Collection entries:
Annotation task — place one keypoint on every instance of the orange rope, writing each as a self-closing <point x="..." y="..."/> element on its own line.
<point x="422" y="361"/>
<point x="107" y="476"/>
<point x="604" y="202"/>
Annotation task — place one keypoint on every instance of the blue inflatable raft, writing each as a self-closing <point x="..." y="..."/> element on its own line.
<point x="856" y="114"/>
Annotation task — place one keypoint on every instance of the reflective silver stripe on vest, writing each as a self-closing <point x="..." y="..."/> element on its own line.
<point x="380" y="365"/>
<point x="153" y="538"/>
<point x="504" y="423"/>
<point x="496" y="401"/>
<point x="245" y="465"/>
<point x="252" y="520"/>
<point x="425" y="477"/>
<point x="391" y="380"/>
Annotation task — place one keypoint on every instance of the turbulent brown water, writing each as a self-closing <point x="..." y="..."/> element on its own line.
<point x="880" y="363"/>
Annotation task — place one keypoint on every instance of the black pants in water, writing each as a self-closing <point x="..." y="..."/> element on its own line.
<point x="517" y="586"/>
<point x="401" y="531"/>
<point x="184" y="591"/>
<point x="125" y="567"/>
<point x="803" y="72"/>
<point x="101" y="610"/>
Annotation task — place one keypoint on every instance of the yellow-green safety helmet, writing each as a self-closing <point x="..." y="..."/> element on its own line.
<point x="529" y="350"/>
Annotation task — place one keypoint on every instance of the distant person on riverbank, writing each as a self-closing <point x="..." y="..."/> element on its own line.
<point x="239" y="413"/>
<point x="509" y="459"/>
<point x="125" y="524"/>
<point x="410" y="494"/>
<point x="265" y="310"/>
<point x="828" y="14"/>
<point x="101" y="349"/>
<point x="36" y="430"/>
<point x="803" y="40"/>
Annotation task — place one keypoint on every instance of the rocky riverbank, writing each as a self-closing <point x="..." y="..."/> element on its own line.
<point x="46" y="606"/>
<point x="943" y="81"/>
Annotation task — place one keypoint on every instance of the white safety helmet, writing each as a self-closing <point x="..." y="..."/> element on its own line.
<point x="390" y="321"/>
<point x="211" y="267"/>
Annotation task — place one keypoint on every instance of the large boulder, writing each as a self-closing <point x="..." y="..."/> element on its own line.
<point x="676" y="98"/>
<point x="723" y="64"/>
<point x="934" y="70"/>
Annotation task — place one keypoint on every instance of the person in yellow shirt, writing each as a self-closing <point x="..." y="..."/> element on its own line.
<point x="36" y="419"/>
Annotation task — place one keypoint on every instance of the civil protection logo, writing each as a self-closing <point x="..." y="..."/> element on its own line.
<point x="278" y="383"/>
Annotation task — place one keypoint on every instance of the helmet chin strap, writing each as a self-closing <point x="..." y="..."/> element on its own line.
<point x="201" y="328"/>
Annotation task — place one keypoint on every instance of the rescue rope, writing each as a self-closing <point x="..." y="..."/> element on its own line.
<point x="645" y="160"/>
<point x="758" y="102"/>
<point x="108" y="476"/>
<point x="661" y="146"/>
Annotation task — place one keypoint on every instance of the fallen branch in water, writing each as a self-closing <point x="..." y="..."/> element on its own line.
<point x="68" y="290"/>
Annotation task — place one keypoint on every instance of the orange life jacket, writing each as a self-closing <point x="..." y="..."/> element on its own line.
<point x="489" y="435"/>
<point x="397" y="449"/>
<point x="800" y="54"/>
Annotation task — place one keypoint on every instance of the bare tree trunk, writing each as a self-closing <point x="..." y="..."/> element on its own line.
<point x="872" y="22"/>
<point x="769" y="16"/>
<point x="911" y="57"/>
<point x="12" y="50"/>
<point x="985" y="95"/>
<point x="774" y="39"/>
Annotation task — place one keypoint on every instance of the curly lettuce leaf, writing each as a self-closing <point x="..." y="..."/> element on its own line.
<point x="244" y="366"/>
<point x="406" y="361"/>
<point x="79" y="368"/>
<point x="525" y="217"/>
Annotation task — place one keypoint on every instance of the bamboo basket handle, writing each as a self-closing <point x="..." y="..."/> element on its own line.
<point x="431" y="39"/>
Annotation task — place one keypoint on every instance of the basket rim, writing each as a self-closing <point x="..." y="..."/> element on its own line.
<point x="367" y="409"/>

__Brief__:
The full set of records above is to be printed exactly as it appears.

__Reply to the exercise__:
Annotation task — place one keypoint on every instance of the orange rope, writing each as a self-closing <point x="..." y="..."/> element on its own line.
<point x="422" y="361"/>
<point x="107" y="476"/>
<point x="604" y="202"/>
Annotation task — place one keypoint on every instance of the blue inflatable raft, writing each as a self-closing <point x="..." y="..."/> element on its own line.
<point x="856" y="114"/>
Annotation task — place one keypoint on every instance of the reflective silver stripe on vest, writing each as a self-closing <point x="..." y="..."/> element on its own line.
<point x="380" y="365"/>
<point x="153" y="538"/>
<point x="504" y="423"/>
<point x="496" y="401"/>
<point x="245" y="465"/>
<point x="252" y="520"/>
<point x="425" y="477"/>
<point x="391" y="380"/>
Annotation task — place one keypoint on every instance of the turbulent brown water, writing each as a self-closing <point x="..." y="..."/> element on its own line.
<point x="880" y="363"/>
Annotation task — place one keypoint on every instance of the black pants in water, writing each as a self-closing <point x="..." y="..."/> element on its own line.
<point x="517" y="586"/>
<point x="401" y="531"/>
<point x="184" y="591"/>
<point x="125" y="567"/>
<point x="803" y="72"/>
<point x="101" y="610"/>
Annotation task — place one keypoint on every instance of the yellow-green safety helmet, writing each as a self-closing <point x="..." y="..."/> element on its own line.
<point x="529" y="350"/>
Annotation task — place one keypoint on every instance of the distant person on riverbank, writing each as a self-closing <point x="..." y="..."/> element on its own line.
<point x="239" y="413"/>
<point x="509" y="459"/>
<point x="125" y="524"/>
<point x="410" y="494"/>
<point x="265" y="310"/>
<point x="828" y="14"/>
<point x="101" y="349"/>
<point x="36" y="430"/>
<point x="803" y="40"/>
Annotation task — place one keypoint on every instance of the rocky riverbank, writing each as a self-closing <point x="..." y="..."/> element on its own line.
<point x="46" y="606"/>
<point x="943" y="81"/>
Annotation task — place one keypoint on every instance of the white safety helmet, writing each as a self-closing <point x="..." y="..."/> element on its own line.
<point x="390" y="321"/>
<point x="211" y="267"/>
Annotation task — place one keypoint on every instance of the large boulder, writing each as a self-closing <point x="..." y="..."/> element on its own line.
<point x="676" y="98"/>
<point x="723" y="64"/>
<point x="934" y="70"/>
Annotation task — place one keypoint on every instance of the person in yellow shirt, writing each as a self-closing <point x="..." y="..."/> element on its own line.
<point x="36" y="419"/>
Annotation task — place one keypoint on every instance of the civil protection logo, writing each as a self-closing <point x="..." y="..."/> element on its own line.
<point x="278" y="383"/>
Annotation task — place one keypoint on every instance of the helmet chin strap, writing each as a self-closing <point x="..." y="..."/> element on its own line.
<point x="201" y="328"/>
Annotation task — place one keypoint on every instance of the rescue rope, writing each as a self-closing <point x="..." y="..."/> element on its own line.
<point x="645" y="160"/>
<point x="758" y="102"/>
<point x="108" y="476"/>
<point x="661" y="146"/>
Annotation task — place one keypoint on every instance of the fallen branch in water, writing each as a self-closing <point x="..." y="..."/> element on its own line.
<point x="68" y="290"/>
Annotation task — place one keypoint on every instance of the orange life jacket, writing each as a self-closing <point x="..." y="..."/> element on its own line.
<point x="489" y="435"/>
<point x="397" y="449"/>
<point x="800" y="54"/>
Annotation task — place one keypoint on every instance of the bare tree trunk, writing each as a self-closing <point x="..." y="..."/> element on its own line.
<point x="872" y="22"/>
<point x="769" y="16"/>
<point x="911" y="57"/>
<point x="12" y="50"/>
<point x="985" y="95"/>
<point x="774" y="39"/>
Annotation task — place one keypoint on every instance of the curly lettuce leaf, writing each as a self-closing <point x="..." y="..."/> element on its own line.
<point x="244" y="366"/>
<point x="406" y="361"/>
<point x="79" y="368"/>
<point x="525" y="217"/>
Annotation task — place one keypoint on every instance of the bamboo basket handle, writing each as a self-closing <point x="..." y="..."/> element on its own line.
<point x="431" y="39"/>
Annotation task — place one keypoint on every instance of the basket rim, writing each as a self-closing <point x="..." y="..."/> element on its own line.
<point x="367" y="409"/>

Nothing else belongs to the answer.